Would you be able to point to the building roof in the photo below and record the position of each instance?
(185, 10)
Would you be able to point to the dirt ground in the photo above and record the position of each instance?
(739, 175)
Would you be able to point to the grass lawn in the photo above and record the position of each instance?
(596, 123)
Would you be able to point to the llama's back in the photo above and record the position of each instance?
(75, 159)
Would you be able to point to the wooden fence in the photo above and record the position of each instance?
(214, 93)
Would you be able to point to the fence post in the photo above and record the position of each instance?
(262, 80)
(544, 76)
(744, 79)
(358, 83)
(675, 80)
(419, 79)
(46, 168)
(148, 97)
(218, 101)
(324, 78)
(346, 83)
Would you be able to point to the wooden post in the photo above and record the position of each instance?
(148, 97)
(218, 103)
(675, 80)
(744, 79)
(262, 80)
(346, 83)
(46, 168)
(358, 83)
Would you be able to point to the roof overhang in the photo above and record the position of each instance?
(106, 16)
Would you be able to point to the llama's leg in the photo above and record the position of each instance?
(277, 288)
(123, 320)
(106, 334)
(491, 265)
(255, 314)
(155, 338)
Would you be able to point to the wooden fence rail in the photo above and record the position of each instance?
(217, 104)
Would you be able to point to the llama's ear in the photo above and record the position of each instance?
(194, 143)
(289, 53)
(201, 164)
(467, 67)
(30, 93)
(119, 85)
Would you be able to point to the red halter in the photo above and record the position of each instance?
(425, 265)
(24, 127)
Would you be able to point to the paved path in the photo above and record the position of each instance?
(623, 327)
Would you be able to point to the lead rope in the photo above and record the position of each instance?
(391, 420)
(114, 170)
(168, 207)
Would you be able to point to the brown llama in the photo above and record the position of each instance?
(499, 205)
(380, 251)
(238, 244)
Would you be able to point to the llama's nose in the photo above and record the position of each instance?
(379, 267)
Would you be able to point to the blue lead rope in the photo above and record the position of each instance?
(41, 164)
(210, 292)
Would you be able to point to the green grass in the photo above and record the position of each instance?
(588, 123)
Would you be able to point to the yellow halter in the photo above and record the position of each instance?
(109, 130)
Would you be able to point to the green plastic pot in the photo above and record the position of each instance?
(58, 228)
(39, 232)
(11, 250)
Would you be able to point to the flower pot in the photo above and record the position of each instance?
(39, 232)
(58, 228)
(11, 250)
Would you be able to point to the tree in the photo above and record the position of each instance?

════

→ What to work on
Extract all of the data exactly as written.

→ Reply
Would you be able to point to the building roof in the photo below and record the position of each instance?
(185, 10)
Would you be able to point to the dirt ground in the photo above and record the position of each instance?
(739, 175)
Would you be able to point to the grass lawn in the photo above and record the position of each instance?
(596, 123)
Would you be able to point to the llama's back in the photo above and record the position of each instance?
(75, 159)
Would you be able to point to the wooden fence in the photo above and record the position of each instance?
(214, 93)
Would you be able to point to the fence post in the photo above and record the position of each instance?
(262, 80)
(544, 76)
(744, 79)
(358, 83)
(675, 80)
(419, 79)
(46, 168)
(148, 97)
(218, 101)
(324, 78)
(346, 83)
Would you be able to point to the wooden post in the photo above and record the position of each instance?
(148, 97)
(218, 103)
(675, 80)
(744, 79)
(262, 80)
(346, 83)
(46, 168)
(358, 83)
Would you be able to point to the roof overhang in the photo above and record the position of each instance?
(106, 16)
Would you be able to point to the llama's leg in the photo above and record the position of each instance?
(277, 288)
(123, 320)
(106, 334)
(491, 265)
(255, 314)
(155, 338)
Would you be able to point to the wooden fence rail in the photo above and record the position of each instance?
(217, 104)
Would you be able to point to the llama's ear in the photo above and record the position of each instance?
(194, 143)
(289, 53)
(201, 164)
(467, 67)
(30, 93)
(119, 85)
Would you be able to point to the red halter in the photo above and record the position of each instance?
(425, 265)
(24, 127)
Would you be able to point to the paved path in the photo above and record the position of each instance?
(623, 327)
Would you be able to point to the lead rope in the photo above and record the position of each instance?
(391, 420)
(114, 170)
(168, 207)
Would you be able to point to the brown llama in the photo above and record the position of each instance?
(499, 205)
(380, 251)
(238, 244)
Would you be able to point to the llama's nose in the photo above and record the position of each instance?
(379, 267)
Would you be able to point to the blue lead rope in the photo above and record the position of each instance?
(41, 164)
(210, 292)
Would you be able to point to the green grass in the photo above and record the position of each instance?
(588, 123)
Would you be able to point to the yellow halter in the photo above and record the position of each instance?
(109, 130)
Would you be able to point to the green plastic pot in the photo above and record the position of each instance?
(58, 228)
(39, 232)
(11, 250)
Would you be able to point to the flower pot in the photo above and record the position of each instance?
(39, 232)
(58, 228)
(11, 250)
Would you be able to point to the tree in the photo above and record the position of each instance?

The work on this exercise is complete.